- AIM OF THE EXERCISE -
Pull each line with the string "street" from the entries.

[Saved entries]
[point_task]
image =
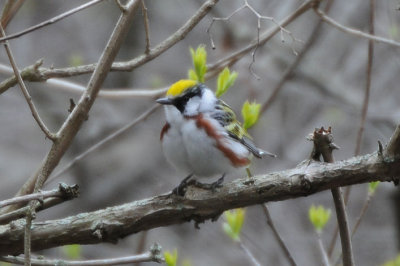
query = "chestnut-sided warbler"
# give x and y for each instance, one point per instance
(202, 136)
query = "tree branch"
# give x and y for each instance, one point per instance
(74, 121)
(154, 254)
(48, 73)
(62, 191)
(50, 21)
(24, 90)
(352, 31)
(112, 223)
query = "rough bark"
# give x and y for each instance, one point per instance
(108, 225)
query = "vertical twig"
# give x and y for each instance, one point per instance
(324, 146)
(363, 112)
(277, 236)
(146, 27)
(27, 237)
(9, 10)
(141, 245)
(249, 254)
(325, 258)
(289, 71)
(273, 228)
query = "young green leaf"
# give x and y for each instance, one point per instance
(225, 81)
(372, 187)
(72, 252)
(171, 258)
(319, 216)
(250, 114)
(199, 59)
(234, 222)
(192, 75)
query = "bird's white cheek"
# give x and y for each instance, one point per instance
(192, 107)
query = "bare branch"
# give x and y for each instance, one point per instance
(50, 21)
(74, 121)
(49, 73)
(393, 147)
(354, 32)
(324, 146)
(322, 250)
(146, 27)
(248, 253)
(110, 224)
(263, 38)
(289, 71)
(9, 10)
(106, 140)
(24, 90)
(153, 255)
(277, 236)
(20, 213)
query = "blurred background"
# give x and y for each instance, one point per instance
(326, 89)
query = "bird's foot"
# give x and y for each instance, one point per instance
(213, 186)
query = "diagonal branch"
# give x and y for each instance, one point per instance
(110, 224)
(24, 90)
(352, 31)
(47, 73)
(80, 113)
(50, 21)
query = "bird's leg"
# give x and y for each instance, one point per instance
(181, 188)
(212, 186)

---

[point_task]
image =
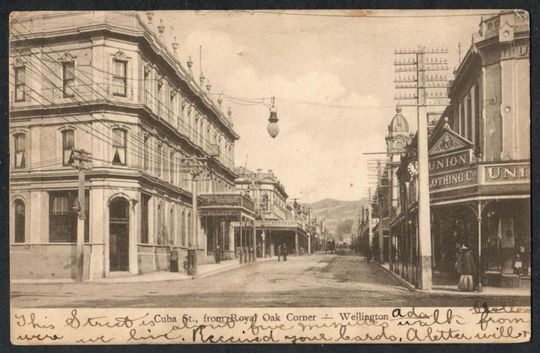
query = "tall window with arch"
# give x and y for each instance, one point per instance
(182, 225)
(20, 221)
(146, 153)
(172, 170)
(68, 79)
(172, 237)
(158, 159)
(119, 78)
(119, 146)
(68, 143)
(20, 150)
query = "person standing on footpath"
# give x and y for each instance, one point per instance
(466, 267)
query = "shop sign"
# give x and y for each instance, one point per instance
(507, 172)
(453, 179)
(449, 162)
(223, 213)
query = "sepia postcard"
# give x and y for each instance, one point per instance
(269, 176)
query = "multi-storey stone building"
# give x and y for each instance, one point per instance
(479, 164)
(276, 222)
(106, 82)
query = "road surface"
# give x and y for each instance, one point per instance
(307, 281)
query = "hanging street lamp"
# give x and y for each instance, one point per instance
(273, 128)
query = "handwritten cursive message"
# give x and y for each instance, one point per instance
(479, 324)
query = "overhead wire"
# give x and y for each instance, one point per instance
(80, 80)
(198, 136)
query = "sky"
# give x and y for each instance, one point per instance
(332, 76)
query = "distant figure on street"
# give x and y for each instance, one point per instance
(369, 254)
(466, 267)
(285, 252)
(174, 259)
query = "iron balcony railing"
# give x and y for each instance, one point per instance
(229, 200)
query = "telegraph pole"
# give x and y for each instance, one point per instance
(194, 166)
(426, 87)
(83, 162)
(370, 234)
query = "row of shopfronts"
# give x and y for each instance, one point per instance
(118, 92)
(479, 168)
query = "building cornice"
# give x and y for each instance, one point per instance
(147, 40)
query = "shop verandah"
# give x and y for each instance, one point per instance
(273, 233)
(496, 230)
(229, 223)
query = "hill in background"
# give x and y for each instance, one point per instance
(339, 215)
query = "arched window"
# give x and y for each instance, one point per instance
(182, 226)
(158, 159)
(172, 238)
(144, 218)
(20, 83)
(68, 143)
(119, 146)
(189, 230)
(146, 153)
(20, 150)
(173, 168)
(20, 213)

- ANSWER SECTION -
query = "hanging street lamp"
query = "distant figure on street"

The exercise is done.